### LISTE DES CONSIGNES
• A. D'après l'extrait, qui est Julia ?
• B. Recopiez fidèlement le passage de l'extrait qui débute aux mots « 1. Voir et être » et se termine après les mots « de sa fille. ».
• C. Indiquez, pour chacune des affirmations suivantes, si elle est conforme à l'extrait, en citant les mots qui permettent de trancher. (i) Les trois écrans projettent les mêmes images. (ii) Les écrans vidéo sont placés en bord de scène. (iii) Les écrans vidéo sont jointifs.

==== EXTRAIT À LIRE ====

Aurélie Lacan
Docteur en Arts Plastiques, Université Toulouse – Jean Jaurès
lacan.aurelie/@/gmail.com

Pour citer cet article : Lacan, Aurélie, « Interactions plastiques et sémiotiques au théâtre : “House of no more” de Cadden Manson. », Litter@ Incognita [En ligne], Toulouse : Université Toulouse Jean Jaurès, n°2 « Les Interactions I », 2007, mis en ligne en 2007, disponible sur <https://blogs.univ-tlse2.fr/littera-incognita-2/2018/01/09/la-ville-contemp…ite-au-generique/>.

Télécharger l’article au format PDF


Résumé

La pièce de théâtre « House of no more » de Cadden Manson et The Big Art Group permet d’interroger les interactions entre la dimension plastique des images et les processus sémiotiques. Malgré la diversité des dispositifs scéniques, la polymorphie et la polysémie des corps en présence, une continuité se crée grâce au regard du spectateur.

Mots-clés : arts plastiques – Big Art Group  – sémiotique – théâtre – arts vidéo

Abstract

The play “House of no more” of Cadden Manson and The Big Art Group, questions about the interactions between a plastic dimension of the images and semiotics processes.

In spite of the variety of the scenic devices, the polymorphy and the polysemy of bodies in presence, a continuity builds up itself through the spectator’s glance.

Key-words: visual arts – Big Art Group – semiotics – theatre – video art


Les pratiques théâtrales contemporaines à l’image de House of no more de Cadden Manson et The Big Art Group tendent à puiser dans des registres formels divers, générant de nombreuses interactions, notamment entre l’espace théâtral et un medium tel que la vidéo. Ainsi, cette proposition visuelle et scénique permet de s’interroger sur les enjeux plastiques et sémiotiques de la représentation. Au-delà de l’impression esthétique, qui mêle le burlesque au tragique, il s’agit de proposer un découpage opératoire afin de mettre en évidence des interactions.

Trois thèmes seront abordés dans une logique allant du global au local : en premier lieu la scène et son dispositif, puis les enjeux de l’image vidéo, et enfin les corps. Ces thématiques ont pour objectif de mettre en valeur dans cette pièce les enjeux matériels, plastiques de la représentation, sur lesquels repose l’interprétation du spectateur.

1. Voir et être vu

Le dispositif scénique accorde une place importante à la vidéo qui est diffusée sur des écrans placés en bord de scène. Il est relativement simple : trois écrans diffusent les images du récit, l’histoire de Julia, une mère hystérique qui parcourt les États-Unis en compagnie de son ami/amant à la recherche de sa fille.

Ces trois écrans ne projettent pas les mêmes images, il s’agit plutôt de triptyque, c’est-à-dire d’une même action visuellement fragmentée en trois parties. Ces écrans vidéo ne sont pas jointifs, c’est-à-dire qu’il y a un espace suffisant entre eux pour laisser voir un fond de scène assez dépouillé (fig. 3).

De par la position frontale de ce dispositif, le spectateur n’aura donc d’autre choix que de deviner ce qu’il se passe derrière les écrans. C’est alors un jeu de masques et de cadrages qui est mis en place : House of no more propose une représentation qui se déroule à deux niveaux. Premièrement, la vidéo qui accueille l’histoire et, deuxièmement, dans l’interstice de ces écrans, la scène qui montre le hors-champ, le « hors-image ».

==== DONNÉES ENREGISTRÉES ====

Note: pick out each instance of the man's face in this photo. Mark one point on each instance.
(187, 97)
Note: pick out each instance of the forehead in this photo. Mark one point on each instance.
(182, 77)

====

### RÉPONSES AUX CONSIGNES
• A. Une mère hystérique qui parcourt les États-Unis en compagnie de son ami/amant à la recherche de sa fille.

• B.
1. Voir et être vu

Le dispositif scénique accorde une place importante à la vidéo qui est diffusée sur des écrans placés en bord de scène. Il est relativement simple : trois écrans diffusent les images du récit, l’histoire de Julia, une mère hystérique qui parcourt les États-Unis en compagnie de son ami/amant à la recherche de sa fille.

• C.
(i) Non : « Ces trois écrans ne projettent pas les mêmes images ».
(ii) Oui : « diffusée sur des écrans placés en bord de scène ».
(iii) Non : « Ces écrans vidéo ne sont pas jointifs ».